**Jouw opdracht**
Zoek in de rijen elke regel waarin het woord "parked" voorkomt en neem die regels over. Let op hoofdletters en kleine letters.

─── Te verwerken rijen

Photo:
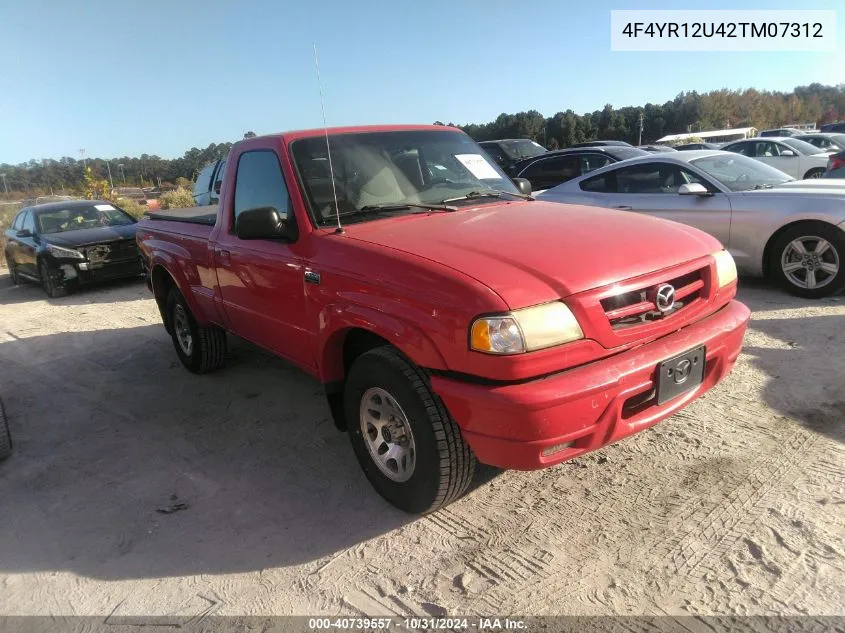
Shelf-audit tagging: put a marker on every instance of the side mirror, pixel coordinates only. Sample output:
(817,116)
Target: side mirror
(523,185)
(265,223)
(693,189)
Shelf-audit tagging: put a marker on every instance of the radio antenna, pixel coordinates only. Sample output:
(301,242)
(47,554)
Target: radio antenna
(328,146)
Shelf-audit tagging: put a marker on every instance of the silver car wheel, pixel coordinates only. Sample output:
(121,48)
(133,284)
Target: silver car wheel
(182,328)
(387,434)
(810,262)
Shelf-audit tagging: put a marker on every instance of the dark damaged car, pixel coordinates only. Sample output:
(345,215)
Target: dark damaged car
(66,244)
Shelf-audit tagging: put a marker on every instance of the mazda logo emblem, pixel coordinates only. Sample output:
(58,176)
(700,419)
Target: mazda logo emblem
(682,372)
(665,298)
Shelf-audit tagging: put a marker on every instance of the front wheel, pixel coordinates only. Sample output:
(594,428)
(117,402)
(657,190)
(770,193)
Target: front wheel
(808,260)
(409,447)
(201,349)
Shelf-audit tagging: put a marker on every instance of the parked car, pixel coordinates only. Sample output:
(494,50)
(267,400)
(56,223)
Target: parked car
(64,244)
(833,127)
(508,152)
(5,434)
(450,320)
(780,132)
(835,166)
(600,144)
(825,141)
(552,168)
(789,155)
(791,231)
(688,146)
(207,185)
(656,148)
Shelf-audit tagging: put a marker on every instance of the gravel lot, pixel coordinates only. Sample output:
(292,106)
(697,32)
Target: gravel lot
(137,488)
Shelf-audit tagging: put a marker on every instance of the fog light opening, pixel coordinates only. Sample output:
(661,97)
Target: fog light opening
(551,450)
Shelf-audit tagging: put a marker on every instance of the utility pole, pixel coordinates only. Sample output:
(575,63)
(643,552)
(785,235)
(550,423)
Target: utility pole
(641,129)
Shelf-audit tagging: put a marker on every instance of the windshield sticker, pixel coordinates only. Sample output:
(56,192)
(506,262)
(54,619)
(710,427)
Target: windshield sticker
(478,166)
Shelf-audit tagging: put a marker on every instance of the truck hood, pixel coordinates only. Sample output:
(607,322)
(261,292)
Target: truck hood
(532,252)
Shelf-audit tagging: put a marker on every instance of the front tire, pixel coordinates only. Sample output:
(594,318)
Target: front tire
(201,349)
(808,260)
(48,282)
(407,444)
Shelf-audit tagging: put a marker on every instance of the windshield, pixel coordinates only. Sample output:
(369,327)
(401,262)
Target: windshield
(521,148)
(802,147)
(740,173)
(374,169)
(81,217)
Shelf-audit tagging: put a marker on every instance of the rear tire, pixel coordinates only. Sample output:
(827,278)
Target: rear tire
(49,284)
(13,272)
(5,435)
(201,349)
(437,465)
(809,274)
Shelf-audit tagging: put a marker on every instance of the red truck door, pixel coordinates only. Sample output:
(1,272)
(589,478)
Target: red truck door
(262,281)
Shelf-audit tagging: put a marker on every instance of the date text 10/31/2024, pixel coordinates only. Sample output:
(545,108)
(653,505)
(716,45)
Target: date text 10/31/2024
(417,624)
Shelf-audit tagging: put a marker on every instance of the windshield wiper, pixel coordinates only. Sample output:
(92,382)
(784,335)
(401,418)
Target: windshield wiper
(401,206)
(489,193)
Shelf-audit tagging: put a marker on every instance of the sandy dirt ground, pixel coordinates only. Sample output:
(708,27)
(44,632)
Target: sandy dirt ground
(137,488)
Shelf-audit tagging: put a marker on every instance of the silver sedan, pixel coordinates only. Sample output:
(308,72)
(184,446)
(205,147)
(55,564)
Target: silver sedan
(774,226)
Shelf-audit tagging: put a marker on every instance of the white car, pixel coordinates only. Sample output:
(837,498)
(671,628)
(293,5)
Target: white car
(792,156)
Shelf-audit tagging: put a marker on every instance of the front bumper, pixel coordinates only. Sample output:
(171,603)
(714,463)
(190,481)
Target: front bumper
(517,426)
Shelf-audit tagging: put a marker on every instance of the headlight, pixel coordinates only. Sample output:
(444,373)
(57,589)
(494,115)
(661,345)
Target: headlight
(64,253)
(725,268)
(525,330)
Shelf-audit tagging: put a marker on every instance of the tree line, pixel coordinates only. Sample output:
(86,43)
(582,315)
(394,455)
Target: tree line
(688,112)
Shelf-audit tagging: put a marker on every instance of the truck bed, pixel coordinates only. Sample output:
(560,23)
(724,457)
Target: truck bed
(192,215)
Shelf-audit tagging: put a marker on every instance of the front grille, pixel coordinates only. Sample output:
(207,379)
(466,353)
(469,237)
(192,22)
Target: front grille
(637,307)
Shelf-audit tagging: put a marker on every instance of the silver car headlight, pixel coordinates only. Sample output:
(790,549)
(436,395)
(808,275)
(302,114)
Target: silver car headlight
(64,253)
(725,268)
(525,330)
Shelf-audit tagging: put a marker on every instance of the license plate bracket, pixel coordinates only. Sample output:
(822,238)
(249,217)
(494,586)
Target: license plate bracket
(680,374)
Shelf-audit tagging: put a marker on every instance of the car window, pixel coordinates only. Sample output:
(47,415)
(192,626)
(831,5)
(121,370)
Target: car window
(649,178)
(259,183)
(590,162)
(603,183)
(29,222)
(18,223)
(203,184)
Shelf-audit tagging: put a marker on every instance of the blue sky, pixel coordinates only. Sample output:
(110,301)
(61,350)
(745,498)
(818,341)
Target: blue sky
(126,77)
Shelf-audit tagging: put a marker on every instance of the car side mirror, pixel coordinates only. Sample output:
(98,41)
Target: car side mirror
(523,185)
(265,223)
(693,189)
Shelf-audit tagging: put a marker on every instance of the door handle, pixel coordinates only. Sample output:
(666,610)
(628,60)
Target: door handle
(224,255)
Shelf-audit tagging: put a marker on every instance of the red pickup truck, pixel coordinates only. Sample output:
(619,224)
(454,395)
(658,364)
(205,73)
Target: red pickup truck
(450,317)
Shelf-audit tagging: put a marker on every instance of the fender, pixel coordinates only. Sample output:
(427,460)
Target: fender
(337,320)
(169,262)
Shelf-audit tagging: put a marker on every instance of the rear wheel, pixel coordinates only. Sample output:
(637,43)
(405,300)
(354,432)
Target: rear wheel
(48,281)
(201,349)
(13,271)
(808,260)
(409,447)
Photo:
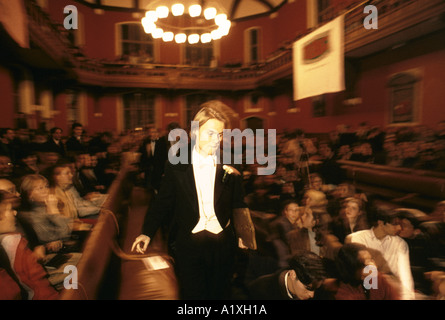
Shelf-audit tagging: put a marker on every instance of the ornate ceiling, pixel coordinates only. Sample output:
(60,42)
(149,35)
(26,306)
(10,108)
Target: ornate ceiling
(235,9)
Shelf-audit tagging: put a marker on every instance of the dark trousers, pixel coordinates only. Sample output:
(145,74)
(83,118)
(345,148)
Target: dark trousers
(204,265)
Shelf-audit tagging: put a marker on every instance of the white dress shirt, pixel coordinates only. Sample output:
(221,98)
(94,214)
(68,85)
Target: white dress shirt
(396,253)
(10,243)
(204,170)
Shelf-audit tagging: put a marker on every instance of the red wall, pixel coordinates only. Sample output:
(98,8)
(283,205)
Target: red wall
(6,98)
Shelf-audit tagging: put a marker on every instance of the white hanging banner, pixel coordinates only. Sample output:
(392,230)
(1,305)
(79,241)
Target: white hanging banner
(318,61)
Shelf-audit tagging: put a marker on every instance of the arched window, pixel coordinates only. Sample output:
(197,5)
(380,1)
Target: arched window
(135,46)
(139,110)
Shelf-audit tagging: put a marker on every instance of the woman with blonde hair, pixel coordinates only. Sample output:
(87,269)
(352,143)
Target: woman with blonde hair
(351,218)
(39,211)
(72,205)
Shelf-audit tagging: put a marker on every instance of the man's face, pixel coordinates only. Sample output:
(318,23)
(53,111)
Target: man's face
(10,135)
(7,220)
(352,210)
(302,291)
(5,165)
(307,219)
(292,212)
(392,228)
(78,131)
(57,135)
(407,229)
(153,133)
(210,136)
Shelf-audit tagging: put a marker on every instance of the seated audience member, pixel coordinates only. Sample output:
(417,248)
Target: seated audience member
(27,164)
(420,248)
(288,192)
(383,238)
(303,276)
(343,152)
(39,211)
(261,199)
(362,152)
(84,179)
(305,238)
(46,159)
(6,167)
(55,143)
(21,276)
(329,169)
(73,206)
(317,202)
(33,243)
(352,218)
(337,196)
(281,226)
(359,278)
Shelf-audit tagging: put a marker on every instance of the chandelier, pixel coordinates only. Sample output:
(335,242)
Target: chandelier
(186,20)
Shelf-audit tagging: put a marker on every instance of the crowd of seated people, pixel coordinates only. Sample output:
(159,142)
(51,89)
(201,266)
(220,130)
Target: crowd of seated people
(306,207)
(59,184)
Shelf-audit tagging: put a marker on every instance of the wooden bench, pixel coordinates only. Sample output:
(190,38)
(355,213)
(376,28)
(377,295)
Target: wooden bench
(419,189)
(106,271)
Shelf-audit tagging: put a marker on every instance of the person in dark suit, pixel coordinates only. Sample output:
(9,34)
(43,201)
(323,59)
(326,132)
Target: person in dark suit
(200,195)
(55,143)
(74,144)
(305,274)
(154,151)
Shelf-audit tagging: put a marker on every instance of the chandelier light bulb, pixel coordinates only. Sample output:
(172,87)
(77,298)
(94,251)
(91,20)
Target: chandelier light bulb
(162,12)
(193,38)
(157,33)
(197,14)
(178,9)
(210,13)
(148,25)
(180,38)
(225,27)
(220,18)
(168,36)
(206,37)
(216,34)
(195,10)
(151,16)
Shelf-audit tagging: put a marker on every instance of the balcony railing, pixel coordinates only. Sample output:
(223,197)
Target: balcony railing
(394,16)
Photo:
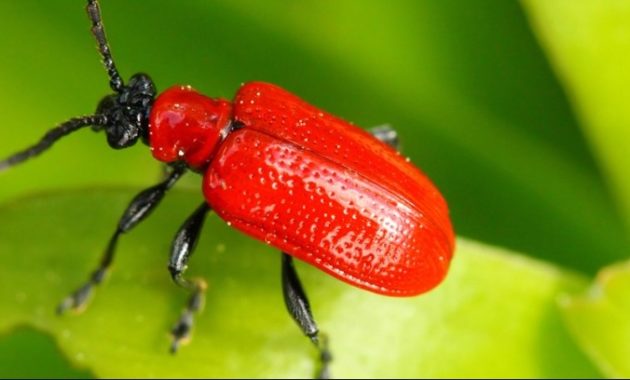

──────

**Antwoord op opgave**
Shelf-audit tagging: put a marker on every instance of the parked car, pixel coordinates only. Sample output:
Target: parked car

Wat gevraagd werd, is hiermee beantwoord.